##### Rows
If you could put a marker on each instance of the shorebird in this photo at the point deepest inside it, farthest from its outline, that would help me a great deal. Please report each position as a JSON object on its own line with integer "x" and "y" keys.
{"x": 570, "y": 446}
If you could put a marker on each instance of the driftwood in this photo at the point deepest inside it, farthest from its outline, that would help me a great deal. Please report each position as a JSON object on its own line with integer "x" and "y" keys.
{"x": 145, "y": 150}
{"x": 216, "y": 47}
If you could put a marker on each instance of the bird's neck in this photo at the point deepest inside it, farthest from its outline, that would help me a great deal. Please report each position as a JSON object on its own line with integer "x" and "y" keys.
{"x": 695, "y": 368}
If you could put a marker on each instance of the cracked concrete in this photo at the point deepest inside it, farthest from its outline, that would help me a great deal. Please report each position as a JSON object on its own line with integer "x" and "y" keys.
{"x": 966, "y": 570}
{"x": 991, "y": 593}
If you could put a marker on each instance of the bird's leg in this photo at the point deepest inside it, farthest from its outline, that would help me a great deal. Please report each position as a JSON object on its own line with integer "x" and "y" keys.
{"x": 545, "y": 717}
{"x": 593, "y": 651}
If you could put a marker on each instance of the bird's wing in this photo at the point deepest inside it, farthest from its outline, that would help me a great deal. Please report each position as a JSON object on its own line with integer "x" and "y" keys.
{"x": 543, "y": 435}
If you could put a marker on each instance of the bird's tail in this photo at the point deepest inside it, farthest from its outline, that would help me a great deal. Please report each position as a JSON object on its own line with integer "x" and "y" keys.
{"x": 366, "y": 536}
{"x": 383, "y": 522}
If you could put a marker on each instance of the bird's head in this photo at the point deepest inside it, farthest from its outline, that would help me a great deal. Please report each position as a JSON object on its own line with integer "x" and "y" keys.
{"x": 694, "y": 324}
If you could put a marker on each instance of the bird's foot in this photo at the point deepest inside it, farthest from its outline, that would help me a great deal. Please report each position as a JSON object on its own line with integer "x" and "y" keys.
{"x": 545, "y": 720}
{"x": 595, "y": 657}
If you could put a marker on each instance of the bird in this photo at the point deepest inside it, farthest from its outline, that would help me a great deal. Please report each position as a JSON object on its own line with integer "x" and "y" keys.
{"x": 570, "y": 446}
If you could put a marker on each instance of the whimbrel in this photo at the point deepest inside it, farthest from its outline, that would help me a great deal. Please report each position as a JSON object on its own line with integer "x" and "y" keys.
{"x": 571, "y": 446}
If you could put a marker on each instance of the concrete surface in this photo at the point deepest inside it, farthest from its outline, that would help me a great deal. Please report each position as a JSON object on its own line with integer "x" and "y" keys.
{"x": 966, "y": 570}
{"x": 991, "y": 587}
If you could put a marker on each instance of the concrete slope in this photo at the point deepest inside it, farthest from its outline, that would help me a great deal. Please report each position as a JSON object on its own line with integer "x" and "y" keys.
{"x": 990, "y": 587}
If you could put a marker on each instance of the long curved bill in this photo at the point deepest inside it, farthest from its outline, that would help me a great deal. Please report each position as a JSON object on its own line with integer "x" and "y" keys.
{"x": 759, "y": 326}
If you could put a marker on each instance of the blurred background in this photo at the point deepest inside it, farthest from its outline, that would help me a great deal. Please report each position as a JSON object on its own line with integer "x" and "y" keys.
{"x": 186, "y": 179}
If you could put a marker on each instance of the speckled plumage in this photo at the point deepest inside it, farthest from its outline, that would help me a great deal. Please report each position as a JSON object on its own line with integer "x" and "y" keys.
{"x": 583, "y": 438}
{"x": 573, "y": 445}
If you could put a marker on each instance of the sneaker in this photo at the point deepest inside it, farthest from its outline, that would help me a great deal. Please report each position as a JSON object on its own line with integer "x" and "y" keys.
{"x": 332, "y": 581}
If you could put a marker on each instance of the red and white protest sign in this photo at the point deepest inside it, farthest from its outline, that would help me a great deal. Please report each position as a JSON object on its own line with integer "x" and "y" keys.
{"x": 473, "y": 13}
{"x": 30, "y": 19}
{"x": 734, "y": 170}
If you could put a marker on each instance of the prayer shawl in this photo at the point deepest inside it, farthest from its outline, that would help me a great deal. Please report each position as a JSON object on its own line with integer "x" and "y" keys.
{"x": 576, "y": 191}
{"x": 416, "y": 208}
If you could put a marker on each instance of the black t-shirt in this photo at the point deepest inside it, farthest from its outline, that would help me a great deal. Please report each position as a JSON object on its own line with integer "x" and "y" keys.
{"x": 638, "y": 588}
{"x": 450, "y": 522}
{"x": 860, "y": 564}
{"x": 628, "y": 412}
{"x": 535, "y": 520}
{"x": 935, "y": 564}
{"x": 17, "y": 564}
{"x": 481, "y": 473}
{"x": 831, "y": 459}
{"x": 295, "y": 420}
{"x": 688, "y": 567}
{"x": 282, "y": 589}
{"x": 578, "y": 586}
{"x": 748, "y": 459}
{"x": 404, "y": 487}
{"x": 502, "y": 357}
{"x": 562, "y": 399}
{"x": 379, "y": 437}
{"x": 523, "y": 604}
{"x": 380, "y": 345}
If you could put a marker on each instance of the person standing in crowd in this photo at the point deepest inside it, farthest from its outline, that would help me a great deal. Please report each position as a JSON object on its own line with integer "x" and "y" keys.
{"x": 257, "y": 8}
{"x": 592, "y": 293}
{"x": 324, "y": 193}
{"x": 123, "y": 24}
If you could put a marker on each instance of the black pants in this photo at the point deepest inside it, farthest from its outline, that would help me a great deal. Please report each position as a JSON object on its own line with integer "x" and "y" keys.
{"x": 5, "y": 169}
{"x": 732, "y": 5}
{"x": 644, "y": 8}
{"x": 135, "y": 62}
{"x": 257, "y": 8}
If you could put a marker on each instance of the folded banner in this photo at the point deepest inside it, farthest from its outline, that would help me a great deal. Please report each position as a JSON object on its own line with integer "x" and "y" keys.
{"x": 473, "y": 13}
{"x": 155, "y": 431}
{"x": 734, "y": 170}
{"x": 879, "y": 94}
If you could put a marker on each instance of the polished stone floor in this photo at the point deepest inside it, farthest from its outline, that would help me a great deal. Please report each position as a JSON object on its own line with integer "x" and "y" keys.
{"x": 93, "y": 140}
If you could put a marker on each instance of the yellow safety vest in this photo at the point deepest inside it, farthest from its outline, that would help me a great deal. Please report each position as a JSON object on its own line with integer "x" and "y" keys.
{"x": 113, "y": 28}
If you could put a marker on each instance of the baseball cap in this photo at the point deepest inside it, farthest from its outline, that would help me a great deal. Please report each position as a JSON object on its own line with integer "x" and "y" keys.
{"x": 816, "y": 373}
##########
### The exercise
Reproduce the listing above, requests included, beginning at the line that contains "of the polished" and running through its final line. Shift every x and y coordinate in the answers up by 123.

### Right answer
If you could put a marker on each instance of the polished stone floor in this photo at the point deepest inside it, farthest from its outline, that would help me a great deal. Please report each position as a JSON object on its own line with integer "x" and "y" keys.
{"x": 216, "y": 263}
If you could put a marker on each instance of the yellow safety vest in this photo at the point deepest inside it, farthest from its outline, that would help me a great deal. Please report each position as a JSON object on its own line with integer "x" and "y" keys.
{"x": 236, "y": 151}
If you could put a marker on each instance of the baseball cap in this photo at the point deepest inside it, farthest from its outline, that would help me a great deal. Please report each position as a JSON object on its own line with integer "x" and "y" keys.
{"x": 939, "y": 496}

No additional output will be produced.